Task prompt:
Continue the passage on empirical scaling laws, starting right after its final sentence.

Study text:
....................

5. Empirical Scaling Law as Predictive, Diagnostic, and Design Tool

Empirical scaling laws are practically indispensable for:

Extrapolation: Predicting large-scale model performance from small-scale experiments with high reliability and robustness; improved scaling surfaces (e.g., Farseer (Li et al., 12 Jun 2025)) enable confident ablation studies and protocol selection for large LLMs.
Optimal resource allocation: Determining compute-optimal model and data size balancing, particularly where cost or availability strongly constrain one axis (Kaplan et al., 2020, Li et al., 12 Jun 2025). In pre-training and embodied AI, scaling exponents shift with tokenizer compression rates and architecture choices, altering optimal D/N or compute ratios (Pearce et al., 7 Nov 2024).
Debugging and model selection: Scaling trends enable practitioners to detect unusual training dynamics (e.g., underfitting due to optimizer faults if empirical curves deviate from predicted laws (Ivgi et al., 2022)), and to compare the long-term scaling merits of alternative architectures or objectives.

....................

Dataset excerpts:
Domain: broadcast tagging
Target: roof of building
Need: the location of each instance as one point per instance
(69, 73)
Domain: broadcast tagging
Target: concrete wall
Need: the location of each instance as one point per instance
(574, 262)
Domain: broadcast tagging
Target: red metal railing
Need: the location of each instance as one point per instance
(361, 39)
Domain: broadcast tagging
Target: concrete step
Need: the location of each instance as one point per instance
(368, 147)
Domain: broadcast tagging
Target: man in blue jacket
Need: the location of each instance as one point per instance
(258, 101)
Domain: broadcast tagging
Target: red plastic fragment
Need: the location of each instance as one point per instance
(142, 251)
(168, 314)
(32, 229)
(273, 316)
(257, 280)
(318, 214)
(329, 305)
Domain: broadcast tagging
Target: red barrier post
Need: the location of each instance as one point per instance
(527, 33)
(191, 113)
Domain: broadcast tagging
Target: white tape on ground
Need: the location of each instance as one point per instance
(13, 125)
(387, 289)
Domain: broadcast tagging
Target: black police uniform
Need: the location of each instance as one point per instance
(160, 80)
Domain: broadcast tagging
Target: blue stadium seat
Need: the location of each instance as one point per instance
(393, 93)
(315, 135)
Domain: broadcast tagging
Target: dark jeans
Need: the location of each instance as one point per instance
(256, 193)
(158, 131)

....................

Output of the exercise:
Cross-domain design insight: The broad applicability of scaling law schemas—from $pp$ scattering to genome annotation—highlights generalizable resource-performance relationships and supports the hypothesis that empirical scaling law is a unifying principle in complex systems.

6. Theoretical Underpinnings and Regime Taxonomy

Multiple theoretical frameworks underpin empirical scaling law observations and suggest mechanisms for their universality and limitations:

Power-law spectra and random feature models: Scaling exponents can be derived from the spectral decay of data covariance or kernel matrices, with neural networks and nonlinear random features amplifying and extending the effective power-law regime (Maloney et al., 2022).
Manifold dimension: The scaling exponent $\alpha \approx 4/d$ is predicted for smooth regression on a data manifold of intrinsic dimension $d$ , bounding the exponent observable in real tasks (Sharma et al., 2020).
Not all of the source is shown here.